● **Written instruction**: Copy the records word for word, starting at their first line and ending with the line that contains "POLYGON ((77 341, 91".

● ● ●

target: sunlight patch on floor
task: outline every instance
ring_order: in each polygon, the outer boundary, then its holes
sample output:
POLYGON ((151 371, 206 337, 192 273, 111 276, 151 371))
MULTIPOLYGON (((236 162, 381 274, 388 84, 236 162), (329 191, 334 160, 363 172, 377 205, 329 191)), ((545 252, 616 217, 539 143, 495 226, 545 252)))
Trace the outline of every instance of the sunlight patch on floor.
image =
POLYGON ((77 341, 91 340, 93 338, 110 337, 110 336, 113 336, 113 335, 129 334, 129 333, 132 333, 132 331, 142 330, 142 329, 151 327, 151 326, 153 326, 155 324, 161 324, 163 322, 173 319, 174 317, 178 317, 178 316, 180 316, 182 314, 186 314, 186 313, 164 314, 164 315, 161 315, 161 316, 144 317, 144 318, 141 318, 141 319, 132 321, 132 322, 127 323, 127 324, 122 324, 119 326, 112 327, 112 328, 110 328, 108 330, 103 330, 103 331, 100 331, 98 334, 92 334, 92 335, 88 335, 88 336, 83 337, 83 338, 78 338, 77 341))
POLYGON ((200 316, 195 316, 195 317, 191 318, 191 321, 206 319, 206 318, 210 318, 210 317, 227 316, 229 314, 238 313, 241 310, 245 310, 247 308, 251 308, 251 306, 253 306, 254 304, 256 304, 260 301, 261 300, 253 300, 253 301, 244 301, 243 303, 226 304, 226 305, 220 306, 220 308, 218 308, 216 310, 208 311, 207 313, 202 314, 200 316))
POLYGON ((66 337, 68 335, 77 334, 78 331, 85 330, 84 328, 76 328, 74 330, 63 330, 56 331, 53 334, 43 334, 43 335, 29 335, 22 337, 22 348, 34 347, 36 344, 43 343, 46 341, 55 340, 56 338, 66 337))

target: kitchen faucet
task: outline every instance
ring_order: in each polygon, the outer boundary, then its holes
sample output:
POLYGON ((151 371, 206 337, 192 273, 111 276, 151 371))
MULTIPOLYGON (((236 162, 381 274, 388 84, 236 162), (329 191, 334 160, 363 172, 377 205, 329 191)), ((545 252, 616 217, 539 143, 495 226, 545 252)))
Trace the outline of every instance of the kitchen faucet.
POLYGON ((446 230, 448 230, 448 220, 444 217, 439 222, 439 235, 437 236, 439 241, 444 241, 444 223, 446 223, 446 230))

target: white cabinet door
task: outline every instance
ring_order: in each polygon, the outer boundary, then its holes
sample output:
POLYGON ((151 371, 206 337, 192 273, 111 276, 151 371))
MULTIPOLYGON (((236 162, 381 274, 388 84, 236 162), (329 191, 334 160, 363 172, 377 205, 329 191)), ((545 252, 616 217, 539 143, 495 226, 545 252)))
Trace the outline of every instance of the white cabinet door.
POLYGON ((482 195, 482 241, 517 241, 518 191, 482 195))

● ● ●

● **Reply**:
target: sunlight patch on floor
task: outline every instance
ring_order: in each polygon, the outer boundary, then its holes
sample output:
POLYGON ((151 371, 206 337, 192 273, 111 276, 151 371))
MULTIPOLYGON (((236 162, 381 274, 388 84, 236 162), (329 191, 334 160, 363 172, 377 205, 329 191)), ((545 252, 616 217, 539 143, 495 226, 545 252)))
Trace the outline of every instance of the sunlight patch on floor.
image =
POLYGON ((77 341, 91 340, 93 338, 110 337, 110 336, 113 336, 113 335, 129 334, 129 333, 132 333, 132 331, 142 330, 142 329, 151 327, 151 326, 153 326, 155 324, 161 324, 163 322, 173 319, 174 317, 178 317, 178 316, 180 316, 182 314, 186 314, 186 313, 164 314, 164 315, 161 315, 161 316, 144 317, 144 318, 141 318, 141 319, 132 321, 132 322, 127 323, 127 324, 122 324, 119 326, 112 327, 112 328, 110 328, 108 330, 103 330, 103 331, 100 331, 98 334, 92 334, 92 335, 88 335, 88 336, 83 337, 83 338, 78 338, 77 341))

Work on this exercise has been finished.